-------- Dataset excerpts --------

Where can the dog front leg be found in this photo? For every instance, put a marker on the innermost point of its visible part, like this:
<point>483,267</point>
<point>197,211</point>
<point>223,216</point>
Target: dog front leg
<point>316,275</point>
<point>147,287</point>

--------

● What you will do
Retype all of the material, keeping each line exact.

● Exercise result
Where can the dog front leg be found in this photo? For every instance, put a marker on the innermost point of its visible part, like this:
<point>483,267</point>
<point>197,211</point>
<point>223,216</point>
Target: dog front leg
<point>316,275</point>
<point>147,287</point>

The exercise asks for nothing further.